First impression of how to do Computer Vision

3 min readFeb 9, 2025

I started learning computer vision last week. This is a note about my first impression of it.

First of all

This is an article written by a beginner who has just started Computer Vision. Please note that there is a great possibility that mistakes or inaccuracies may be included.

Background

I decided to learn Computer Vision for 2025 at the beginning of this year. Since then, I researched how to understand it and tried a few learning materials like books, online courses, and so on. Then I came to the YouTube video and thought it was good to get the big picture of CV.

So, last week, I started learning CV in earnest. This article is my first impression of it.

What I did

I tried to simplify the pattern to train a model by watching the video. From this video, the training process seems like the below and is repeated multiple times to complete one model.

Data preparation
Define architecture
Define algorithm of loss
Assess model
Data Argumentation

Data preparation

In this step, the main goal would be to understand what you have now and standardize the data for programming. In this video, they did the two things mainly.

Check raw data
Clean up data

It looked very important to check the raw data directly because the visual input seemed to give them insight into what to do with the data. Then based on the insight, they cleaned up the data like removing noise data, rescaling data, resizing images, and so on.

Define architecture

It looked very difficult to follow them. For the first time, I couldn’t get a sense of why they added the layer or chose the layer like the video.

Then I talked with my colleague, who is an ML engineer in our team, and he told me “Most ML engineers don’t create the architecture by themselves. Normally, they decide it by academic papers. Especially for computer vision, the trandy architectures are ResNet50 and ViT.”

After chatting with him, I decided to deprioritize this step for now. I’m more interested in the application of computer vision than digging the architecture itself.

So I’ll focus on building the model with ResNet50 and ViT for a while. There are a lot of pre-trained models on Hugging Face. So my short-term goal would be to be enable to fine-tune with those models.

Models - Hugging Face

We're on a journey to advance and democratize artificial intelligence through open source and open science.

huggingface.co

Define algorithm of loss

This step is similar to the previous step. For now, I don’t do anything by myself. I would get the algorithm from the academic papers which I chose for architecture.

Assess model

In this step, the key purpose would be to decide what to adjust next. So, the action seems to visualize the learning curve of train data and validation data and to compare them.

学習曲線から読み取れること - Qiita

学習曲線とは機械学習における学習曲線とは、trainデータ、validationデータそれぞれにおける学習時のパフォーマンスをプロットしたグラフのことである。一般的な学習曲線のグラフは横軸がep...

qiita.com

This Japanese article is very simple and very easy to understand what to do next. I’ll follow what the article is saying for a while.

Data Argumentation

This step is about data argumentation. My ML engineer colleague told me that this step is one of the most important steps for computer vision. I’ll spend more time on data argumentation to understand and decide what to do by myself.

In the video, they did the following argumentation often.

To rotate images
To change the saturation of images
To crop images

I need to research more about what else I can do for data argumentation. However, those three ways seem good starting point for me.

I just started learning computer vision. It seems challenging but I’m very excited to know quite new things. I’m looking forward to what I’ll be at the end of this year.

That’s it!

(Items listed in a dataset)
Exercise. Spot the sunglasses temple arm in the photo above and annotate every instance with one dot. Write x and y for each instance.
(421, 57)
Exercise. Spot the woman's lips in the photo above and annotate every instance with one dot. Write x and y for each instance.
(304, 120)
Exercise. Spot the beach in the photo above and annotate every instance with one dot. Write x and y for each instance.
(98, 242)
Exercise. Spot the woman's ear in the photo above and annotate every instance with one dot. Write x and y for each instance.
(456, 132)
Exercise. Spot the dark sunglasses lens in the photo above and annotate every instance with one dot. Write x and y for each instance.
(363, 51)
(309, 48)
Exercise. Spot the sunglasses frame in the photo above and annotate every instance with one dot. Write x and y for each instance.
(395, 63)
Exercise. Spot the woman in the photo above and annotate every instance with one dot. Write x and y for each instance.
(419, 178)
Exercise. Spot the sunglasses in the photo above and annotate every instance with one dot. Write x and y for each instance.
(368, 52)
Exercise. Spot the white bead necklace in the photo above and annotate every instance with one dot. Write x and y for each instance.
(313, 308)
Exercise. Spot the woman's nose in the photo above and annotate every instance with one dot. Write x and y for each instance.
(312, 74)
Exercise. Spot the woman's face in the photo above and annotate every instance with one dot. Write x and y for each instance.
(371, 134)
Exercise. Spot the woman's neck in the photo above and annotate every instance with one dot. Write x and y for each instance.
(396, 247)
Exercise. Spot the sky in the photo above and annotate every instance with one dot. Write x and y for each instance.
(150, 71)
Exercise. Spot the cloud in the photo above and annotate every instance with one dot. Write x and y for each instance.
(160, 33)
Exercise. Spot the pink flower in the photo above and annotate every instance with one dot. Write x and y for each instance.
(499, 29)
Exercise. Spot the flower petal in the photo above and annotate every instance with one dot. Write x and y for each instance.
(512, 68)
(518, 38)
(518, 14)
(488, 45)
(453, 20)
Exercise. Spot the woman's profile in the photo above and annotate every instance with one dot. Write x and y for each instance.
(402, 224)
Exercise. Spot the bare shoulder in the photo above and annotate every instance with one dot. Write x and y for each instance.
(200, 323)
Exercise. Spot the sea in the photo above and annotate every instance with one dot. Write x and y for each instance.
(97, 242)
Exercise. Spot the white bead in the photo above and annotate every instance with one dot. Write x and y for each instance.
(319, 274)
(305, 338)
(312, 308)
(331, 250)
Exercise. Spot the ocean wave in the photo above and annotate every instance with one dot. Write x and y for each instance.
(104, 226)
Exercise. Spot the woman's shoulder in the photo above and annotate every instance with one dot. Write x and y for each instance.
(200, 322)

| WHAT TO DO |
1. According to the computer vision post, which two architectures did the ML engineer colleague name as popular for computer vision?
2. Reproduce the computer vision post word for word, everything from "In this step, the key" down to "to compare them.".

| ANSWERS PER TASK |
1. ResNet50 and ViT.

2.
In this step, the key purpose would be to decide what to adjust next. So, the action seems to visualize the learning curve of train data and validation data and to compare them.